Пожалуйста, преобразуйте весь материал ниже в таблицу Markdown со столбцами «№» и «Текст». В первом столбце укажите номер строки, во втором саму строку, а пустые строки пропустите.
☆ ☆ ☆ ☆
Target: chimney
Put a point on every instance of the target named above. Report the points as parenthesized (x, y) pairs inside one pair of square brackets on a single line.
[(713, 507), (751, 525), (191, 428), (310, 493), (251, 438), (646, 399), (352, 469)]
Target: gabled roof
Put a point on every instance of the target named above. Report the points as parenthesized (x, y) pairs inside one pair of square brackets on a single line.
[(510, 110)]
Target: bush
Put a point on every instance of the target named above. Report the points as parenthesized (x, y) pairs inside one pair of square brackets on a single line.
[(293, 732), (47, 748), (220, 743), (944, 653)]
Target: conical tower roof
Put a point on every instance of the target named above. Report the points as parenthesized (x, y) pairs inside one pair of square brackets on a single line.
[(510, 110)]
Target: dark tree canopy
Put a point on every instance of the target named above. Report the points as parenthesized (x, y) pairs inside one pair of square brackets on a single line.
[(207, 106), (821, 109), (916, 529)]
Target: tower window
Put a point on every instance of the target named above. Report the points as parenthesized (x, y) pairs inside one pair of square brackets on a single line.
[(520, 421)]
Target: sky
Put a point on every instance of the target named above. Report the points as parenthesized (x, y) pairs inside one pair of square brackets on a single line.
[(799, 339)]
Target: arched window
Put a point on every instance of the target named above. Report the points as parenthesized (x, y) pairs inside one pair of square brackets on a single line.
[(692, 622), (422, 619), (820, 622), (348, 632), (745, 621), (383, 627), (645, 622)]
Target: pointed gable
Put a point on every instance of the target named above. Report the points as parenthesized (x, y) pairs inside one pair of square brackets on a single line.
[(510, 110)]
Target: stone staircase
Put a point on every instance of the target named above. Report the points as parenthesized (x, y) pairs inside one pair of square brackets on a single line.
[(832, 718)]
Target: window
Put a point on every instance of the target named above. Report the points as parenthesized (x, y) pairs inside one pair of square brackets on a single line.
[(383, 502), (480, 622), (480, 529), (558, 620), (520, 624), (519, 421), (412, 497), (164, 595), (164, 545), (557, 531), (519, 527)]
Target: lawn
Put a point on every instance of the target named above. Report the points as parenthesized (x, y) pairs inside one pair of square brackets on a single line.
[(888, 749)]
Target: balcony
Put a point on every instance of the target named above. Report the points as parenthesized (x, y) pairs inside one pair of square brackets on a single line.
☆ ☆ ☆ ☆
◆ РЕЗУЛЬТАТ УПРАЖНЕНИЯ
| № | Текст |
|---|---|
| 1 | Target: chimney |
| 2 | Put a point on every instance of the target named above. Report the points as parenthesized (x, y) pairs inside one pair of square brackets on a single line. |
| 3 | [(713, 507), (751, 525), (191, 428), (310, 493), (251, 438), (646, 399), (352, 469)] |
| 4 | Target: gabled roof |
| 5 | Put a point on every instance of the target named above. Report the points as parenthesized (x, y) pairs inside one pair of square brackets on a single line. |
| 6 | [(510, 110)] |
| 7 | Target: bush |
| 8 | Put a point on every instance of the target named above. Report the points as parenthesized (x, y) pairs inside one pair of square brackets on a single line. |
| 9 | [(293, 732), (47, 748), (220, 743), (944, 653)] |
| 10 | Target: conical tower roof |
| 11 | Put a point on every instance of the target named above. Report the points as parenthesized (x, y) pairs inside one pair of square brackets on a single line. |
| 12 | [(510, 110)] |
| 13 | Target: dark tree canopy |
| 14 | Put a point on every instance of the target named above. Report the points as parenthesized (x, y) pairs inside one pair of square brackets on a single line. |
| 15 | [(207, 106), (821, 109), (916, 529)] |
| 16 | Target: tower window |
| 17 | Put a point on every instance of the target named above. Report the points as parenthesized (x, y) pairs inside one pair of square brackets on a single line. |
| 18 | [(520, 421)] |
| 19 | Target: sky |
| 20 | Put a point on every instance of the target named above. Report the points as parenthesized (x, y) pairs inside one pair of square brackets on a single line. |
| 21 | [(799, 339)] |
| 22 | Target: arched window |
| 23 | Put a point on every instance of the target named above. Report the points as parenthesized (x, y) pairs inside one pair of square brackets on a single line. |
| 24 | [(692, 622), (422, 619), (820, 622), (348, 632), (745, 621), (383, 627), (645, 622)] |
| 25 | Target: pointed gable |
| 26 | Put a point on every instance of the target named above. Report the points as parenthesized (x, y) pairs inside one pair of square brackets on a single line. |
| 27 | [(510, 110)] |
| 28 | Target: stone staircase |
| 29 | Put a point on every instance of the target named above. Report the points as parenthesized (x, y) pairs inside one pair of square brackets on a single line. |
| 30 | [(832, 718)] |
| 31 | Target: window |
| 32 | Put a point on every instance of the target named above. Report the points as parenthesized (x, y) pairs inside one pair of square brackets on a single line. |
| 33 | [(383, 502), (480, 622), (480, 529), (558, 620), (520, 624), (519, 421), (412, 497), (164, 595), (164, 545), (557, 531), (519, 527)] |
| 34 | Target: lawn |
| 35 | Put a point on every instance of the target named above. Report the points as parenthesized (x, y) pairs inside one pair of square brackets on a single line. |
| 36 | [(888, 749)] |
| 37 | Target: balcony |
| 38 | Put a point on every instance of the target named above. Report the points as parenthesized (x, y) pairs inside one pair of square brackets on a single line. |